> TASK DIRECTIONS: Nothing in the data is to be left out; copy it exactly.

○ ○ ○

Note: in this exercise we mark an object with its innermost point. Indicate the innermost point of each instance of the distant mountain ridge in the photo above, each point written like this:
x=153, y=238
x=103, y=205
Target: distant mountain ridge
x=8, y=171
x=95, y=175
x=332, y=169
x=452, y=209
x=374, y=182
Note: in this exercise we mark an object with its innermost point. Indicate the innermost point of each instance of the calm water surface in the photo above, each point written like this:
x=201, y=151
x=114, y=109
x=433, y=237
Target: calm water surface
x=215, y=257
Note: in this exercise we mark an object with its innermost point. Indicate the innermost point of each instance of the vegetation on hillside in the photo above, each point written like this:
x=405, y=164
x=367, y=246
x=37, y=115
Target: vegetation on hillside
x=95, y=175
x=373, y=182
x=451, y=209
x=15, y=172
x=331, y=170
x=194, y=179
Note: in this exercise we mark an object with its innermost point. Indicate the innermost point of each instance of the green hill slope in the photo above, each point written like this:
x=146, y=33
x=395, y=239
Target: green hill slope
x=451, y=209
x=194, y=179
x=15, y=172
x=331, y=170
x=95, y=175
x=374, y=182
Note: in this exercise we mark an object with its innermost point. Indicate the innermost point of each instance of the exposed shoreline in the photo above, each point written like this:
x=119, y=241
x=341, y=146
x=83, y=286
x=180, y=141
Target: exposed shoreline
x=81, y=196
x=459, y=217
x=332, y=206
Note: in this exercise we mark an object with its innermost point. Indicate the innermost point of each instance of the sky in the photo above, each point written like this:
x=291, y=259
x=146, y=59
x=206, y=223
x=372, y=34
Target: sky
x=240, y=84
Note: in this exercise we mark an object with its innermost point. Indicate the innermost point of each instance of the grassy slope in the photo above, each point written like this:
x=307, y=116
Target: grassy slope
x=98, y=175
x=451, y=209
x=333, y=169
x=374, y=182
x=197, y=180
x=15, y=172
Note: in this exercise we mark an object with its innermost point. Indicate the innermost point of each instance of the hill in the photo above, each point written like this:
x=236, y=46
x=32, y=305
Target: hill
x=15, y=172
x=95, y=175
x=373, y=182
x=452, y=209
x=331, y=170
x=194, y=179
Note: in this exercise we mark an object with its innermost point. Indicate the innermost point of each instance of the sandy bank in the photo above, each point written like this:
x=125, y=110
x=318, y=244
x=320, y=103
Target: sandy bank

○ ○ ○

> ANSWER TO THIS EXERCISE:
Note: in this exercise we mark an object with its innermost point. Indicate the innermost point of each instance of the distant mountain ridge in the photo above, each point written like this:
x=153, y=238
x=103, y=205
Target: distant mountain ridge
x=8, y=171
x=95, y=175
x=332, y=169
x=452, y=209
x=374, y=182
Note: in this exercise we mark an object with its innermost point. Indicate the innermost point of each instance of the calm water surface in the photo above, each point written like this:
x=201, y=151
x=114, y=109
x=433, y=237
Target: calm water surface
x=215, y=257
Note: in this exercise we mark an object with its innermost point. Indicate the innermost point of each instance of the vegetation on hillside in the photo above, each point written like this:
x=405, y=164
x=367, y=246
x=37, y=115
Target: vegetation on hillside
x=95, y=175
x=373, y=182
x=451, y=209
x=15, y=172
x=331, y=170
x=194, y=179
Note: in this exercise we mark an object with its innermost point. Indicate the innermost point of each instance of the green hill slope in the photo above, each point written like this:
x=146, y=33
x=395, y=239
Target: green hill slope
x=451, y=209
x=194, y=179
x=15, y=172
x=331, y=170
x=95, y=175
x=374, y=182
Note: in this exercise we mark an object with its innermost point. Indicate the innermost point of each instance of the exposed shoreline in the photo above, each point written like this:
x=119, y=241
x=341, y=146
x=83, y=286
x=180, y=141
Target: exposed shoreline
x=81, y=196
x=459, y=217
x=332, y=206
Note: in this exercise we mark an object with its innermost point. Indicate the innermost point of each instance of the sky in the photo above, each point written like this:
x=291, y=259
x=146, y=59
x=206, y=223
x=372, y=34
Target: sky
x=240, y=84
Note: in this exercise we mark an object with its innermost point. Indicate the innermost point of each instance of the grassy slope in the photo above, each point written like this:
x=307, y=116
Target: grassy slope
x=98, y=175
x=451, y=209
x=333, y=169
x=374, y=182
x=197, y=180
x=15, y=172
Note: in this exercise we mark an object with its innermost point. Indicate the innermost point of each instance of the hill in the photo above, each point written like this:
x=236, y=46
x=32, y=305
Target: hill
x=15, y=172
x=95, y=175
x=373, y=182
x=452, y=209
x=331, y=170
x=194, y=179
Note: in this exercise we mark an object with its innermost point. Indicate the innermost point of each instance of the sandy bank in the photo above, each point written like this:
x=125, y=110
x=318, y=244
x=320, y=103
Target: sandy bank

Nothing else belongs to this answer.